### WHAT IS BEING ASKED:
Reproduce the entries from the line containing "[locate] blue sky (one point per instance)" through the final line of the entries, both ends included, with "white snow surface" changed to "snowfield" and nothing else altered.

### DATA PROVIDED:
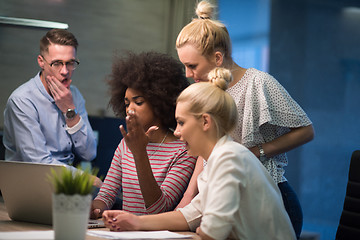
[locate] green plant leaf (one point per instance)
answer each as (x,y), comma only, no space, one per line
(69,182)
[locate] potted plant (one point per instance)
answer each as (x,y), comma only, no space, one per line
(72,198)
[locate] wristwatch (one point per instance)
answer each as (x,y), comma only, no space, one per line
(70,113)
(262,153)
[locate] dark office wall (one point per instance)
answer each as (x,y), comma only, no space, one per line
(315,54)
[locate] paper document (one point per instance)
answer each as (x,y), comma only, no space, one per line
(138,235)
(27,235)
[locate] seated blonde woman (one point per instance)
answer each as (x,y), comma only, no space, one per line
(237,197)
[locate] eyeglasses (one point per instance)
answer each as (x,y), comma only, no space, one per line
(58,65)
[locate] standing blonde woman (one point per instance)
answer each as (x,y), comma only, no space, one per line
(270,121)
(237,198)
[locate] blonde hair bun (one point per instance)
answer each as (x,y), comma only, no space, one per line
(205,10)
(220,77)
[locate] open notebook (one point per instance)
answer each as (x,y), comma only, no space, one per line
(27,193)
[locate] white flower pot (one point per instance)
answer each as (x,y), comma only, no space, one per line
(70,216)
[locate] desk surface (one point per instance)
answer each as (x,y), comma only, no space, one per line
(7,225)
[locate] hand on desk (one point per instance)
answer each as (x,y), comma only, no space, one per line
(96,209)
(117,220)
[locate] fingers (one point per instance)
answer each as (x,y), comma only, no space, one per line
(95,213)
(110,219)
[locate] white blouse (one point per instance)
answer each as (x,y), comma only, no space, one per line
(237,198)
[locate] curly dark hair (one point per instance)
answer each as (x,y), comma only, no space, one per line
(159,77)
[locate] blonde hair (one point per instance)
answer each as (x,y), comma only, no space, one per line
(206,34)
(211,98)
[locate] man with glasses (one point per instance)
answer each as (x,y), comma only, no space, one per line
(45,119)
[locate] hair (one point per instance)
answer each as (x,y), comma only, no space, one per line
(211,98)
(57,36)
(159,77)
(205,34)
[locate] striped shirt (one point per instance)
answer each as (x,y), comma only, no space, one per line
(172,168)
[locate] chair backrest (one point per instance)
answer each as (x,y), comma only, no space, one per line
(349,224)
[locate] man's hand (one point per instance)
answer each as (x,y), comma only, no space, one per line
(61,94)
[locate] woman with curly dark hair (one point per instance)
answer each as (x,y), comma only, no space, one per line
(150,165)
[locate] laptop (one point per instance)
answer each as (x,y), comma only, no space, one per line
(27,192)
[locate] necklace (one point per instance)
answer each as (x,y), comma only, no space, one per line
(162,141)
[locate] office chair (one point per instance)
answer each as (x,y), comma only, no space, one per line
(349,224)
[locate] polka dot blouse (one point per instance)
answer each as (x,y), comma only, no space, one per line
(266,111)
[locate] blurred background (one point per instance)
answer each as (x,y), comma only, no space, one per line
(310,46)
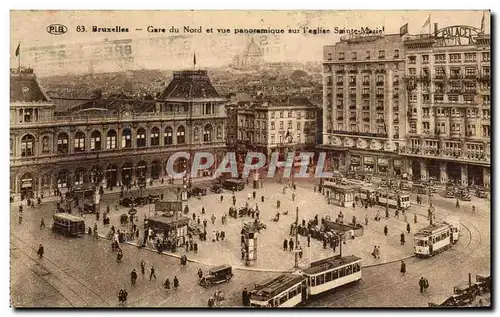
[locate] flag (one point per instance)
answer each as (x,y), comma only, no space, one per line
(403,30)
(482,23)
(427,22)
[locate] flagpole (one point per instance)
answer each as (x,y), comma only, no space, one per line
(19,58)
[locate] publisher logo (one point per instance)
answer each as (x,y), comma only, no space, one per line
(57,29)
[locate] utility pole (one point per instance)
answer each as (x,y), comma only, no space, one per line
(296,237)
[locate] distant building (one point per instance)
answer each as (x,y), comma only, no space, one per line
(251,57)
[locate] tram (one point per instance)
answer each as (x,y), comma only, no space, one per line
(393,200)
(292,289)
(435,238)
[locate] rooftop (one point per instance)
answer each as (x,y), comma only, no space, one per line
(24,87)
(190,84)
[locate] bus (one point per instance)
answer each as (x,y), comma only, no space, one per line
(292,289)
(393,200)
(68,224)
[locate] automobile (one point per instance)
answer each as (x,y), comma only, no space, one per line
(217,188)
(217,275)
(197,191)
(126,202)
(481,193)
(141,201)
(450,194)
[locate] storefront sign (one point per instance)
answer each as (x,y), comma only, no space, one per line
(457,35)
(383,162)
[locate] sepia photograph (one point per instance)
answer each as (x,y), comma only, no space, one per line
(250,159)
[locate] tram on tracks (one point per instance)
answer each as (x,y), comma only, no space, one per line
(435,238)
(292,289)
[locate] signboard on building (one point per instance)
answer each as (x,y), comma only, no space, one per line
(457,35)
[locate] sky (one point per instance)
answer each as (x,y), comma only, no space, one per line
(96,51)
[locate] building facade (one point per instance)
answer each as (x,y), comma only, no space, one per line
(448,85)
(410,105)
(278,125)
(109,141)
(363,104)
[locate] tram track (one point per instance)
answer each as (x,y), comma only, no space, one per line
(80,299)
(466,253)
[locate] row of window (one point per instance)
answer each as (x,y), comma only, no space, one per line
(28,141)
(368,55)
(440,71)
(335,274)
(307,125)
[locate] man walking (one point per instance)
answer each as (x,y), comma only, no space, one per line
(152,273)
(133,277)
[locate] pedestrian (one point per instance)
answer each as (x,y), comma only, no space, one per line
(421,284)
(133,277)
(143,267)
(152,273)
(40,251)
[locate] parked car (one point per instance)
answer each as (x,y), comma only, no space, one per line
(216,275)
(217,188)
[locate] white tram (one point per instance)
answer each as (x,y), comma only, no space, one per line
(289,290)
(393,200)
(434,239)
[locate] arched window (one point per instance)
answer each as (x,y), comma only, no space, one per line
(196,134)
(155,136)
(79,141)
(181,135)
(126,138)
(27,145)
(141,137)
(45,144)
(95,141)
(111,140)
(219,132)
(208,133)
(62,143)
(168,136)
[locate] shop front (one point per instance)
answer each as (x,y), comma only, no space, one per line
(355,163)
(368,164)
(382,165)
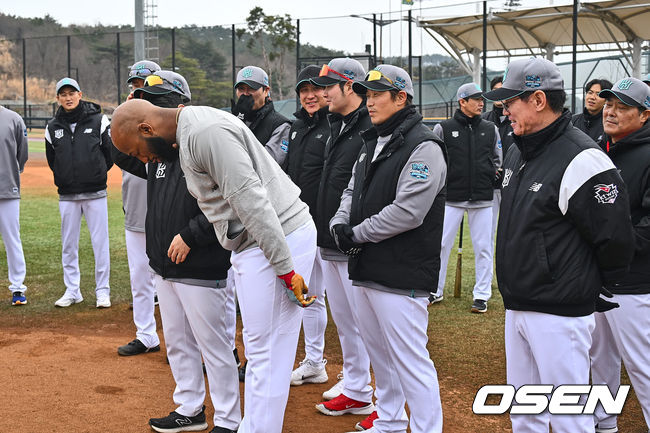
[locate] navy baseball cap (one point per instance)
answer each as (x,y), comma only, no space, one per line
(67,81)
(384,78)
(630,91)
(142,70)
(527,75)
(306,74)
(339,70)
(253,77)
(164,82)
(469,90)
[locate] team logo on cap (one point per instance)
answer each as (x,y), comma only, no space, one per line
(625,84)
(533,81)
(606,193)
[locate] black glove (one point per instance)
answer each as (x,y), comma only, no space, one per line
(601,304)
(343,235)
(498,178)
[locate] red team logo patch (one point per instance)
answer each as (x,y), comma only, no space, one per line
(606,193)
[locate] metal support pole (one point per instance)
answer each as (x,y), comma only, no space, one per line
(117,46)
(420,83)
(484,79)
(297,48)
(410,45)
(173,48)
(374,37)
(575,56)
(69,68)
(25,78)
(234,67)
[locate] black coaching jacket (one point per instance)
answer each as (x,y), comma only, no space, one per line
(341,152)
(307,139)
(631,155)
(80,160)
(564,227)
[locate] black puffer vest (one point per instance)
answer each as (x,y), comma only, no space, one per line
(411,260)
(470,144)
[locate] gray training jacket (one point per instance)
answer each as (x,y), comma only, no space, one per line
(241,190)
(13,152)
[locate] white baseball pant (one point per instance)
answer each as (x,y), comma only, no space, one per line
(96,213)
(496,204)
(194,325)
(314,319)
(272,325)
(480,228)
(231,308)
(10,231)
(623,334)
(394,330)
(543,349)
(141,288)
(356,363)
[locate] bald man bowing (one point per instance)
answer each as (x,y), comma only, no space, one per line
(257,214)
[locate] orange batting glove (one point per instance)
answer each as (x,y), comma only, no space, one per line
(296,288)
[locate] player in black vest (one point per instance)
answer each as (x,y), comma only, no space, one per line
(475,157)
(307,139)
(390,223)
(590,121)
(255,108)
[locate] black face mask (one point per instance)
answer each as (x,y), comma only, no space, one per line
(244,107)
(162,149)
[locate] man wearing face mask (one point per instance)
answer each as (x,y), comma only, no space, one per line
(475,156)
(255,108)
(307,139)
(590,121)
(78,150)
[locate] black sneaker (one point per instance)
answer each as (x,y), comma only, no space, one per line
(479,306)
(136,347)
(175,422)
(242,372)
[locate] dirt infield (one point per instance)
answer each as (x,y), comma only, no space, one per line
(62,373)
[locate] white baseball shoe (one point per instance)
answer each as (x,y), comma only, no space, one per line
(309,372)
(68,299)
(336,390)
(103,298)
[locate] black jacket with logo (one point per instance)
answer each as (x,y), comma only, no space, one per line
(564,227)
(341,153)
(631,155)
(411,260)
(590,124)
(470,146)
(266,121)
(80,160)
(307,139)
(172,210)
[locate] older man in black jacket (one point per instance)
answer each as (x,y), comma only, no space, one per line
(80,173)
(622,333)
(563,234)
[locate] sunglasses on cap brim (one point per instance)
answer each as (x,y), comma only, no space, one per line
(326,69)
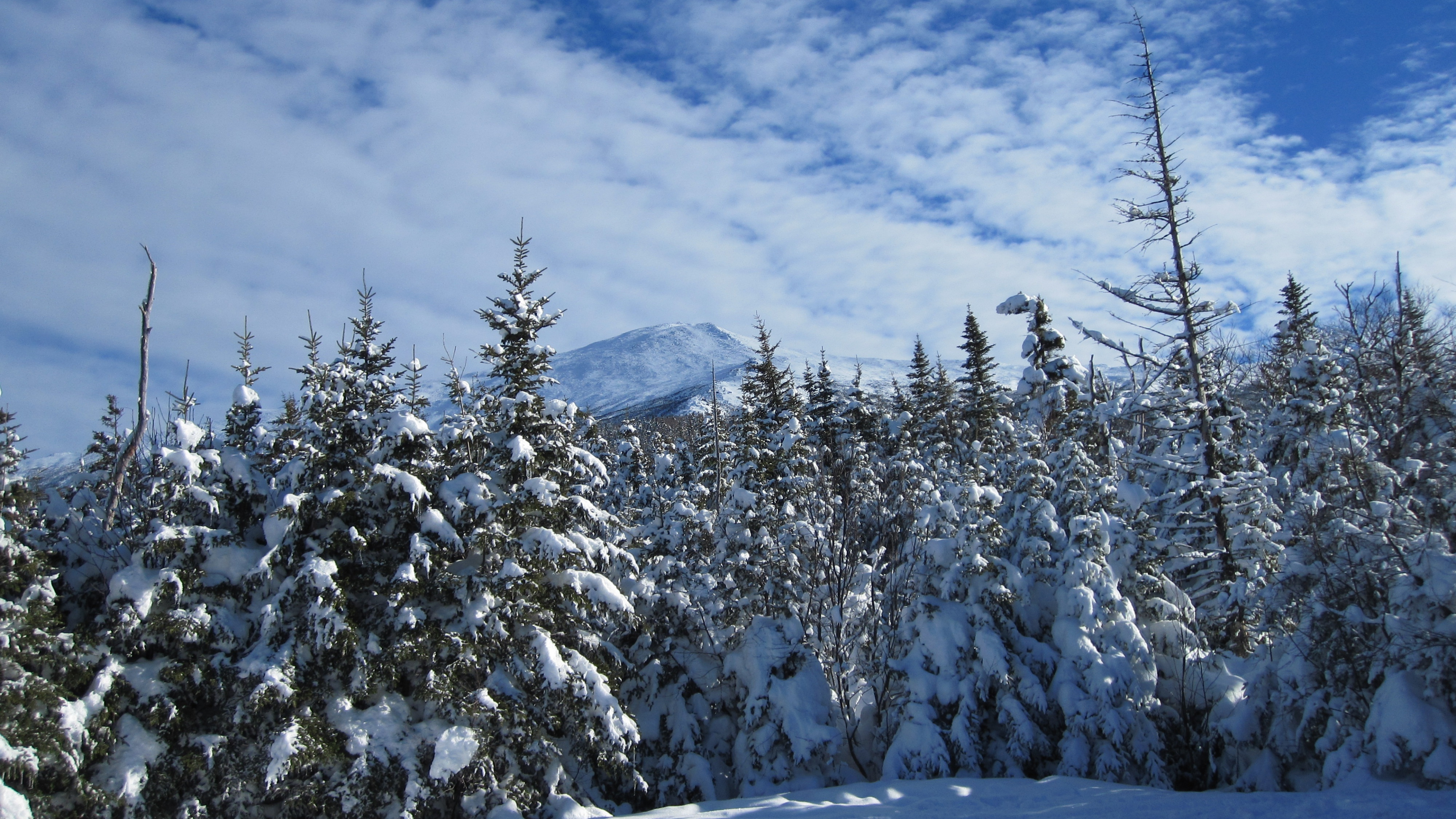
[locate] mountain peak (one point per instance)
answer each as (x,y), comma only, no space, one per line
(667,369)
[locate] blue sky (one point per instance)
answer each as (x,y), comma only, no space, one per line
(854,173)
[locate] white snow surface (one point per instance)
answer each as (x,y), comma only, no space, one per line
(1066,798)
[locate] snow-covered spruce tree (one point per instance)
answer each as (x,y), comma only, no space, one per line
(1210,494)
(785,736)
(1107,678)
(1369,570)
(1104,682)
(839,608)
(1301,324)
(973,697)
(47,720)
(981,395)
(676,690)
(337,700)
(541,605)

### ANSWER BELOW:
[locate] blue sky (one point per instance)
answer each as (x,y), comma only, no space, one per line
(854,173)
[locate] snowfield (one point per instance)
answer each as (x,y), comma only, no space, one per line
(1066,798)
[locate] snow-covered spruce tree (one point per instance)
answer each as (x,y), comma only, no space, one per line
(1210,494)
(785,736)
(1107,678)
(1369,570)
(1104,682)
(839,608)
(1301,324)
(973,697)
(47,720)
(981,395)
(676,690)
(337,700)
(541,605)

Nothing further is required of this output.